= Set problem =
List every line below that contains the word "building", copying each line in full.

= Listed entries =

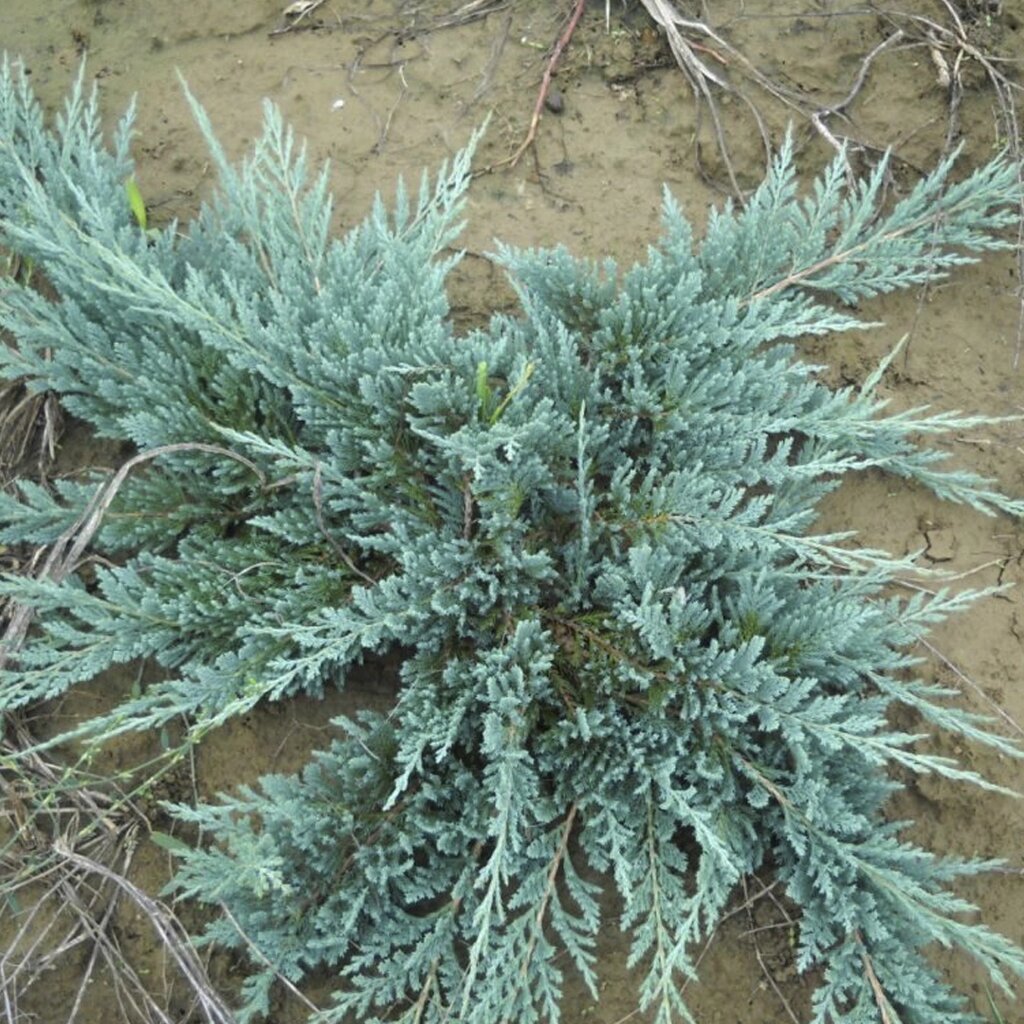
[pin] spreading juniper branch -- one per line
(586, 530)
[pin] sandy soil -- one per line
(380, 95)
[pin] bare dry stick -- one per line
(67, 552)
(769, 977)
(542, 94)
(168, 928)
(880, 996)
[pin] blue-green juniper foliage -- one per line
(586, 530)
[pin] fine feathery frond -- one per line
(628, 659)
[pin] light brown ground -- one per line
(380, 105)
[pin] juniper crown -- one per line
(628, 659)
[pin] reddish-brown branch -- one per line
(542, 94)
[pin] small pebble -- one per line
(555, 101)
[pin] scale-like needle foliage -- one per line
(587, 530)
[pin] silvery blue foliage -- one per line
(628, 660)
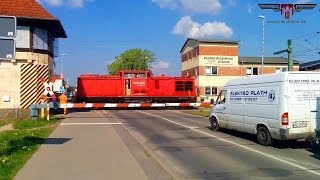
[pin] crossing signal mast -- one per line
(290, 54)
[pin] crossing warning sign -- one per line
(48, 88)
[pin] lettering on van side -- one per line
(304, 81)
(254, 96)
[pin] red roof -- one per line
(30, 10)
(25, 9)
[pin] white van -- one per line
(282, 106)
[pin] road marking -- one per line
(236, 144)
(68, 124)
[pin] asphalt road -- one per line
(184, 145)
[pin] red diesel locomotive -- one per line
(135, 86)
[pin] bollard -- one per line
(42, 109)
(33, 112)
(48, 111)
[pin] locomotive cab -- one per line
(135, 81)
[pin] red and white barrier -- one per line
(127, 105)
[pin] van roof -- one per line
(274, 77)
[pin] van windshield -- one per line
(221, 98)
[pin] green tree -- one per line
(132, 59)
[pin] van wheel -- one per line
(214, 124)
(263, 136)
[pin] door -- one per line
(314, 100)
(220, 109)
(128, 87)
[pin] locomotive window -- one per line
(142, 75)
(179, 86)
(157, 84)
(188, 86)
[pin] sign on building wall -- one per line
(218, 60)
(8, 30)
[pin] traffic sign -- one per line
(48, 88)
(8, 28)
(7, 49)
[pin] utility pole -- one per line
(290, 54)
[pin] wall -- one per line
(20, 79)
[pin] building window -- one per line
(281, 69)
(211, 70)
(252, 71)
(40, 39)
(23, 37)
(211, 91)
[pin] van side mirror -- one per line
(213, 102)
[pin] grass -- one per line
(28, 124)
(17, 146)
(6, 121)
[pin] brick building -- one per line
(37, 32)
(215, 62)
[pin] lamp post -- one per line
(262, 60)
(146, 59)
(61, 73)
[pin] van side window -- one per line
(222, 97)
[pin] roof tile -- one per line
(24, 9)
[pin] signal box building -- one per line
(215, 62)
(37, 34)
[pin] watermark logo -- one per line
(287, 10)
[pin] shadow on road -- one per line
(30, 141)
(56, 141)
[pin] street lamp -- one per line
(262, 17)
(62, 64)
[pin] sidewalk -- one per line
(78, 151)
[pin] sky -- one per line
(100, 30)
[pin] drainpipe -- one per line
(241, 68)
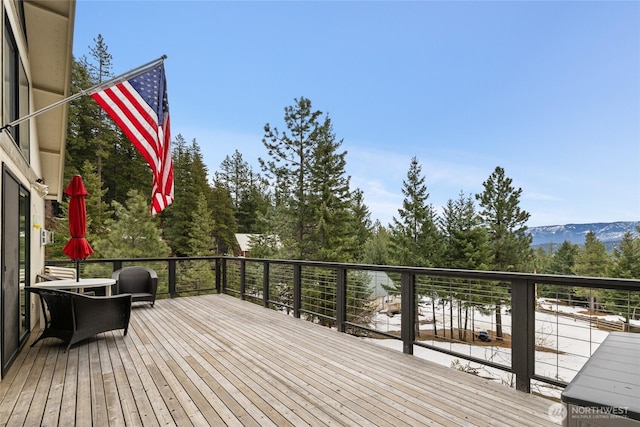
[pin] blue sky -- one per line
(550, 91)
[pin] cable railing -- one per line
(530, 331)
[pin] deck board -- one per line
(216, 360)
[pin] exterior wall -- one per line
(45, 24)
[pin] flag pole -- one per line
(120, 78)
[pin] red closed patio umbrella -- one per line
(77, 248)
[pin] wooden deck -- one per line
(215, 360)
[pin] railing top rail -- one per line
(566, 280)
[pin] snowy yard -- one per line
(567, 341)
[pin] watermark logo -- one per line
(557, 412)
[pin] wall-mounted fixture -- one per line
(41, 187)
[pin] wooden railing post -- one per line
(297, 290)
(407, 310)
(523, 319)
(341, 298)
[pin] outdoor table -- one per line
(81, 285)
(606, 391)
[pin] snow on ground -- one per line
(569, 341)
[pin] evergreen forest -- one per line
(300, 204)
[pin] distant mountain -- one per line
(609, 233)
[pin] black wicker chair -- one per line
(73, 317)
(140, 282)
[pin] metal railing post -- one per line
(341, 298)
(243, 278)
(223, 287)
(523, 306)
(297, 290)
(172, 278)
(218, 287)
(265, 284)
(407, 310)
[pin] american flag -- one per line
(140, 107)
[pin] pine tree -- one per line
(133, 232)
(102, 71)
(248, 191)
(360, 227)
(290, 170)
(190, 180)
(329, 200)
(508, 238)
(221, 207)
(415, 239)
(466, 240)
(591, 260)
(377, 249)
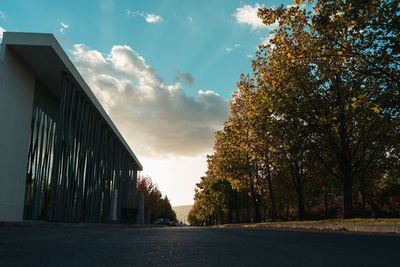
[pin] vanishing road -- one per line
(80, 245)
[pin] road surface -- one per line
(80, 245)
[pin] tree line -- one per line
(159, 206)
(314, 132)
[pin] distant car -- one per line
(162, 221)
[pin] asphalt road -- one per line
(55, 245)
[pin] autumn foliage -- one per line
(314, 132)
(159, 206)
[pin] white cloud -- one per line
(247, 15)
(186, 77)
(267, 40)
(156, 119)
(230, 49)
(63, 26)
(150, 18)
(2, 30)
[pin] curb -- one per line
(370, 228)
(94, 225)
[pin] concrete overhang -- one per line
(47, 60)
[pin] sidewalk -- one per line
(368, 225)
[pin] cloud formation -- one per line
(247, 15)
(63, 26)
(186, 77)
(2, 30)
(156, 118)
(149, 17)
(230, 49)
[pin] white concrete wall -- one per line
(17, 84)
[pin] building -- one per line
(61, 157)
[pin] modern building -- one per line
(61, 157)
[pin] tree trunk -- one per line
(256, 204)
(300, 206)
(271, 197)
(347, 199)
(326, 203)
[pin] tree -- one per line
(326, 87)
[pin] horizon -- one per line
(161, 74)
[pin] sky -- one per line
(164, 71)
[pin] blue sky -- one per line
(163, 70)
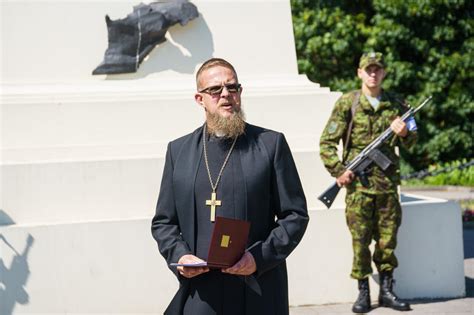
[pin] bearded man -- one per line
(251, 172)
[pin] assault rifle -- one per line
(370, 154)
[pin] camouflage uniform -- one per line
(372, 212)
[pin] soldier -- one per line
(373, 209)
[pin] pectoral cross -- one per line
(213, 203)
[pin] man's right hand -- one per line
(345, 179)
(190, 272)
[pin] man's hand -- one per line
(244, 267)
(345, 179)
(190, 272)
(399, 127)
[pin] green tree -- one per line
(428, 47)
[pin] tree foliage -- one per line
(428, 46)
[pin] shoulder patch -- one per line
(332, 127)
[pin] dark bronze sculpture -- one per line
(131, 39)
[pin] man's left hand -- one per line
(399, 127)
(244, 267)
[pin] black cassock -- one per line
(260, 184)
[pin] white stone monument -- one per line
(82, 157)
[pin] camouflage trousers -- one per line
(376, 217)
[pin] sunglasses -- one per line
(217, 89)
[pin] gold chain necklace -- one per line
(213, 202)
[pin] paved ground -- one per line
(452, 306)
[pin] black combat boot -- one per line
(362, 304)
(386, 296)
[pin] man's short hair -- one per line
(211, 63)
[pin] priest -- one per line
(232, 169)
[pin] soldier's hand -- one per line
(190, 272)
(345, 179)
(399, 127)
(244, 267)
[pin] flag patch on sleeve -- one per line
(411, 124)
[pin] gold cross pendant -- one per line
(213, 203)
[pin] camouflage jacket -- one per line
(368, 124)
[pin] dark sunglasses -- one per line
(217, 89)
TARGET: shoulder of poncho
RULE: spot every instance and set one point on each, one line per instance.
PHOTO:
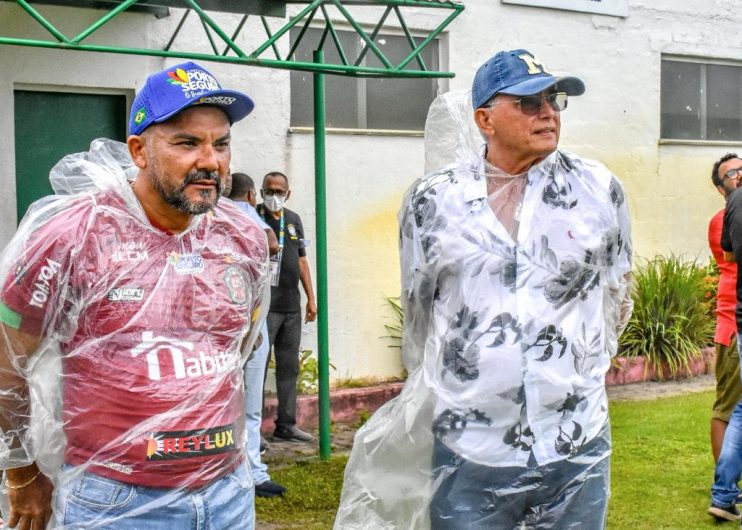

= Correct answer =
[pin] sign on building wall -- one per line
[pin] building window -- one per line
[pin] brick building -- one per line
[pin] signal box building -- one per line
[pin] building -- one per line
[pin] modern building -- one per line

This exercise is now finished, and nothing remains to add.